Required work:
Quote the whole listing word for word. Do not include the pictures.

◇ ◇ ◇

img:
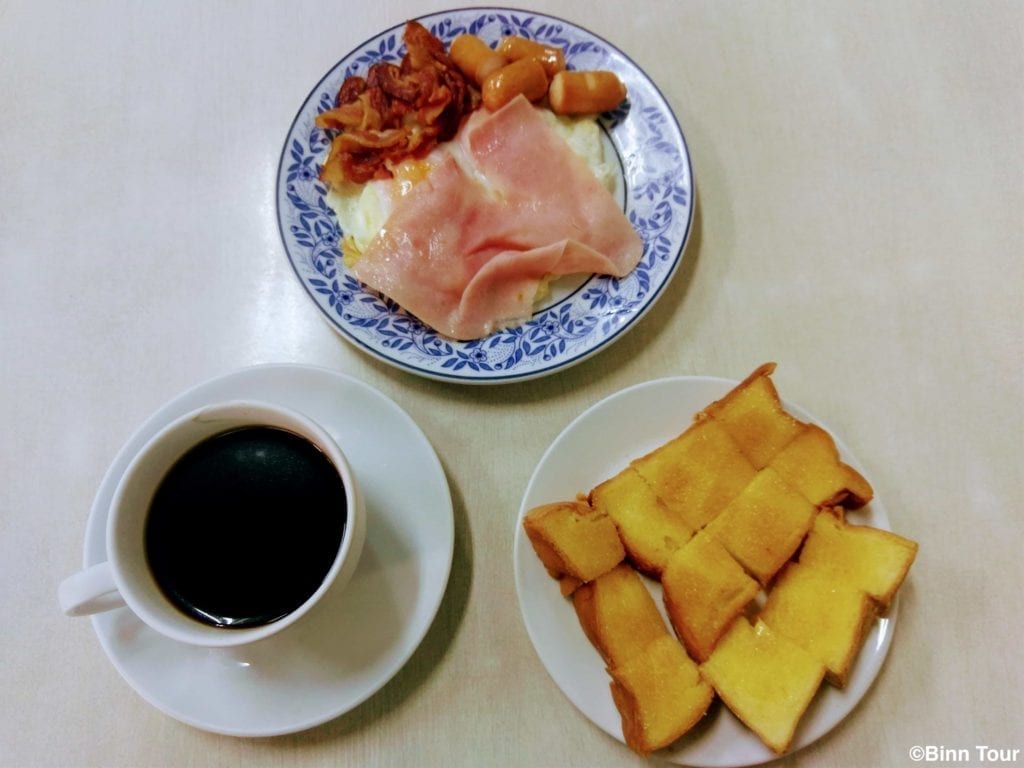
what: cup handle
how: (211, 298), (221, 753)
(57, 561), (125, 616)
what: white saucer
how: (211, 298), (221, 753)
(84, 365), (455, 736)
(513, 376), (898, 768)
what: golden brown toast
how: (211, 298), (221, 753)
(572, 563), (669, 667)
(608, 633), (714, 755)
(768, 424), (874, 509)
(700, 617), (825, 755)
(800, 511), (918, 610)
(633, 419), (755, 530)
(590, 467), (693, 578)
(662, 531), (761, 662)
(758, 563), (876, 688)
(703, 362), (803, 469)
(522, 501), (626, 595)
(706, 467), (816, 586)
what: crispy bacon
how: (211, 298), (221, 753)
(316, 22), (479, 185)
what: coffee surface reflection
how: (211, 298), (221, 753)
(145, 426), (347, 629)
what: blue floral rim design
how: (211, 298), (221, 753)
(278, 8), (693, 384)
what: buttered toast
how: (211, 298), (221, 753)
(524, 364), (918, 755)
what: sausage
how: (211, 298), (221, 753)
(480, 58), (548, 112)
(498, 35), (565, 78)
(449, 35), (507, 87)
(548, 70), (626, 115)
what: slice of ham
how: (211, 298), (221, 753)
(352, 97), (643, 340)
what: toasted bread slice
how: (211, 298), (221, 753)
(758, 563), (876, 688)
(700, 617), (825, 755)
(633, 419), (755, 530)
(608, 633), (714, 755)
(522, 501), (626, 595)
(769, 424), (874, 509)
(703, 362), (803, 469)
(800, 511), (918, 610)
(572, 563), (669, 667)
(662, 531), (761, 662)
(706, 467), (816, 586)
(590, 467), (693, 578)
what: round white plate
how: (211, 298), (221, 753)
(278, 8), (693, 383)
(513, 377), (897, 768)
(84, 366), (455, 736)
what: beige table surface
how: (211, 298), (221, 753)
(0, 0), (1024, 767)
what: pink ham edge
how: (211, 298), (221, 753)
(352, 97), (643, 340)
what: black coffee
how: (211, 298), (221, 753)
(145, 427), (347, 628)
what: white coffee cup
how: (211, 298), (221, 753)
(58, 400), (366, 647)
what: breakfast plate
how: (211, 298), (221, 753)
(84, 365), (455, 736)
(276, 8), (694, 384)
(513, 377), (898, 768)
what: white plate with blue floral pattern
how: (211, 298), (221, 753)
(278, 8), (693, 384)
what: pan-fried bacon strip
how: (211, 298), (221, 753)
(316, 22), (479, 185)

◇ ◇ ◇

Final result:
img:
what: cup handle
how: (211, 298), (221, 753)
(57, 561), (125, 616)
what: white saucer
how: (211, 298), (221, 753)
(84, 365), (455, 736)
(513, 376), (898, 768)
what: golden brown toast
how: (211, 298), (221, 753)
(572, 563), (669, 667)
(608, 633), (714, 755)
(768, 424), (874, 509)
(700, 617), (825, 755)
(800, 511), (918, 610)
(633, 419), (755, 530)
(590, 467), (693, 578)
(662, 531), (761, 662)
(758, 563), (876, 688)
(703, 362), (803, 469)
(522, 501), (626, 595)
(706, 467), (816, 586)
what: crispy bacon
how: (211, 298), (221, 753)
(316, 22), (479, 185)
what: coffee surface reflection
how: (211, 298), (221, 753)
(145, 426), (347, 629)
what: blue floral rim design
how: (211, 298), (221, 753)
(278, 8), (693, 384)
what: buttered toast
how: (211, 298), (221, 753)
(524, 364), (918, 755)
what: sausage
how: (211, 298), (221, 753)
(480, 58), (548, 112)
(498, 35), (565, 78)
(449, 35), (507, 87)
(548, 70), (626, 115)
what: slice of ham
how: (211, 298), (221, 753)
(352, 97), (643, 340)
what: toasted bread slice
how: (211, 298), (221, 753)
(758, 563), (876, 688)
(700, 617), (825, 755)
(633, 419), (755, 530)
(608, 633), (714, 755)
(522, 501), (626, 595)
(769, 424), (874, 509)
(703, 362), (803, 469)
(800, 511), (918, 610)
(572, 563), (669, 667)
(662, 531), (761, 662)
(706, 467), (816, 586)
(590, 467), (693, 578)
what: round white plate
how: (211, 298), (221, 753)
(278, 8), (693, 383)
(513, 377), (897, 768)
(84, 366), (455, 736)
what: beige table surface
how: (211, 298), (221, 753)
(0, 0), (1024, 767)
what: pink ham edge
how: (211, 298), (221, 753)
(352, 97), (643, 340)
what: black coffee
how: (211, 298), (221, 753)
(145, 427), (347, 628)
what: white coffee cup
how: (211, 298), (221, 753)
(58, 400), (366, 647)
what: breakfast plate
how: (211, 298), (221, 753)
(84, 365), (455, 736)
(276, 8), (694, 384)
(513, 377), (898, 768)
what: white plate with blue floral pattern
how: (211, 298), (221, 753)
(278, 8), (693, 384)
what: pan-fried bacon strip
how: (211, 298), (221, 753)
(316, 22), (479, 185)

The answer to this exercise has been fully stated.